## Passage
Well, xylem is dead, woody tissue consisting of tubes and vessels which transport fluid (water containing minerals) from the roots of a plant, up through the stem and into its leaves. Phloem moves dissolved sugars from the leaves to the rest of the plant, including the growing regions and the storage tissues. The cells of the phloem are still living.
Water is absorbed from the soil by the root hair cells (which also obtain essential mineral ions) by active transport. The solution passes into the xylem of the plant and is carried to the leaves where the plant cells use the nutrients to make sugars and amino acids. The tubes in the xylem are made from elongated cells that are arranged end to end. The cell walls contain the substance lignin which gives strength to the xylem tubes, supporting the plant. The xylem cells are alive at first but as the plant grows, they die. The cytoplasm and cell walls between adjoining cells break down and the result is a dead, empty continuous tube, one cell in diameter that is impermeable to water. Movement of the water and minerals through the xylem tissue is caused by transpiration from the leaves of the plant.

## Task list
[a] Reproduce the passage on xylem and phloem word for word, starting at the words "Well, xylem is" and ending after the words "are still living.".
[b] Write the next part of the passage on xylem and phloem, picking up after its final sentence.

Referring expression pointing data:

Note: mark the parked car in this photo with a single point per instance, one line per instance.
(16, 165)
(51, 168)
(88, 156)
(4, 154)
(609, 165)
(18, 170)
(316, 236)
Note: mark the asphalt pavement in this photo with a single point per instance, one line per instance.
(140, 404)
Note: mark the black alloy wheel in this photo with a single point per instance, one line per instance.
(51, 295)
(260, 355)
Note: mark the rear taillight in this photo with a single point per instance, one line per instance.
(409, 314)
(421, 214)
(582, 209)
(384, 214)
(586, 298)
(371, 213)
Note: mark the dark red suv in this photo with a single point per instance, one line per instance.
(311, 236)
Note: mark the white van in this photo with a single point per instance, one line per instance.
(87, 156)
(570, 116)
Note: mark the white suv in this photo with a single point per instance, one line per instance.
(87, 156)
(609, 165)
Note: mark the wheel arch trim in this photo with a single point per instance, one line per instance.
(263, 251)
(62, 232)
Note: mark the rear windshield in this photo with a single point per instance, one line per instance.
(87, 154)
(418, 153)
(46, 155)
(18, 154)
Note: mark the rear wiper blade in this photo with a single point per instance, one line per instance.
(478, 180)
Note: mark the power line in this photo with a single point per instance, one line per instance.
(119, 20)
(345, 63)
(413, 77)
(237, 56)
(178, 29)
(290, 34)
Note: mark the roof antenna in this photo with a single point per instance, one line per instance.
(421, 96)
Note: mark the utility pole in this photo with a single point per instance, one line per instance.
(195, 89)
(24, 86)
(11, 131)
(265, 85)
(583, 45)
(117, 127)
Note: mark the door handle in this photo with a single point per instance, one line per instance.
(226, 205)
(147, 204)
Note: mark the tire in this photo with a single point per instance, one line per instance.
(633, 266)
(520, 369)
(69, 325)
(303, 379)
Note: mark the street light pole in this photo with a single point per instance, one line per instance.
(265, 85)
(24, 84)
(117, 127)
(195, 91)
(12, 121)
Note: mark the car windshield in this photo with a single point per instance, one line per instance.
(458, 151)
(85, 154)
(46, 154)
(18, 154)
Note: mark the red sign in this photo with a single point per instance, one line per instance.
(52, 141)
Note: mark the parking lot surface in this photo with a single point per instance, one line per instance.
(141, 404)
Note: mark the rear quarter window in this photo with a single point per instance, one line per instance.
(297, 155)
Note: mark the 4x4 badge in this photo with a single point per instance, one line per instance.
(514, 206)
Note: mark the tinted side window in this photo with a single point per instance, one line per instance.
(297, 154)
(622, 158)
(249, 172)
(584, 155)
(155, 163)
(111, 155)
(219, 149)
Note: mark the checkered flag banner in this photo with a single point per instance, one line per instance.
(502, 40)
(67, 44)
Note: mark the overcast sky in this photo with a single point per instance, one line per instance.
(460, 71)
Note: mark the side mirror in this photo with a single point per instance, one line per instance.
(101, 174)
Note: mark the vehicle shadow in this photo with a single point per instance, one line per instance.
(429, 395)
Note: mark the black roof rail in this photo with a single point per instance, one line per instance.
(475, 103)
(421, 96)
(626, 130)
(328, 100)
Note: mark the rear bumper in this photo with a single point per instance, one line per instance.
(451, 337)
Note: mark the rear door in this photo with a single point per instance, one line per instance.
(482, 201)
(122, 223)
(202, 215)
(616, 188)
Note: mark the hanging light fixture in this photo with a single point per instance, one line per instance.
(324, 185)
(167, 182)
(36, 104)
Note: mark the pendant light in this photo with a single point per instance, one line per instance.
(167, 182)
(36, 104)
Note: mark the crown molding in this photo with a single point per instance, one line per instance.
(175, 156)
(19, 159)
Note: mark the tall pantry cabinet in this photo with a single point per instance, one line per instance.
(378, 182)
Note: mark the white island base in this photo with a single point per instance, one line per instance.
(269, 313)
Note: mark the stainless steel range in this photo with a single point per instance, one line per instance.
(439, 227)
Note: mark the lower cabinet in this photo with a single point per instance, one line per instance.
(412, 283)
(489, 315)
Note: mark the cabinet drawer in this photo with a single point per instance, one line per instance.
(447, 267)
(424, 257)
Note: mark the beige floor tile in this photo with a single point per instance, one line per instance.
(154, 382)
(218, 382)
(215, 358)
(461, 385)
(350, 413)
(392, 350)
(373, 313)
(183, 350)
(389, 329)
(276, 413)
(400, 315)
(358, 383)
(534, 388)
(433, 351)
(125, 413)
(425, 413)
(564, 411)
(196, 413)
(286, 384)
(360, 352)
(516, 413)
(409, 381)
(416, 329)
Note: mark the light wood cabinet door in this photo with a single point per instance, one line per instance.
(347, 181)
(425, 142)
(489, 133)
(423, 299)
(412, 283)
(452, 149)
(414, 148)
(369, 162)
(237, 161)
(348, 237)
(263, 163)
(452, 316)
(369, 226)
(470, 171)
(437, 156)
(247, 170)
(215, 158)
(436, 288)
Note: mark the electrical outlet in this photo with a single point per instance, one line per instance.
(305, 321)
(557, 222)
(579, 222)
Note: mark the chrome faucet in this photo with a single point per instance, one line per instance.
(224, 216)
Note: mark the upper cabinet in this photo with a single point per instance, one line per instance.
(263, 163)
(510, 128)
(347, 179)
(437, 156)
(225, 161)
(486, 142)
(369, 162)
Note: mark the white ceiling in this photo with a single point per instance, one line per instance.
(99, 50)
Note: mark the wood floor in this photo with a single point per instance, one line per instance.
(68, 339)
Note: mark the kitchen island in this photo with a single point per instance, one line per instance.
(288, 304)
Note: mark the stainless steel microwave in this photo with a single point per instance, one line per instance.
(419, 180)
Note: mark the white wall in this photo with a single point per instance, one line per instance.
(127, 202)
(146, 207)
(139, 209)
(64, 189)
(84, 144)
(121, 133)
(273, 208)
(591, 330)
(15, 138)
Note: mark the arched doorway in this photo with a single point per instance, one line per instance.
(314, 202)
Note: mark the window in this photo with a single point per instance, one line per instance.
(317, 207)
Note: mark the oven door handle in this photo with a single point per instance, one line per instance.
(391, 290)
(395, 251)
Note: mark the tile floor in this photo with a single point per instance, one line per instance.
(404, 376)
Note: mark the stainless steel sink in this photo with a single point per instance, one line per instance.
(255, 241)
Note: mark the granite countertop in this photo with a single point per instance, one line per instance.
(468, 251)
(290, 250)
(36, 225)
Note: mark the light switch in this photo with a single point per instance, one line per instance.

## Your responses
[a]
Well, xylem is dead, woody tissue consisting of tubes and vessels which transport fluid (water containing minerals) from the roots of a plant, up through the stem and into its leaves. Phloem moves dissolved sugars from the leaves to the rest of the plant, including the growing regions and the storage tissues. The cells of the phloem are still living.

[b]
The water and minerals that reach living plant cells are used for photosynthesis, producing food for the plant in the form of sugars. Plants also produce amino acids from nitrate and other ions. Both the sugars and the amino acids are required for cell growth and repair. These substances are carried to growing tissues and storage tissues by the phloem. This movement of fluid through plants is called translocation. The elongated cells that form the tubes of the phloem are alive. The cells are joined end to end and the cell walls between them develop holes that allow liquids to pass through.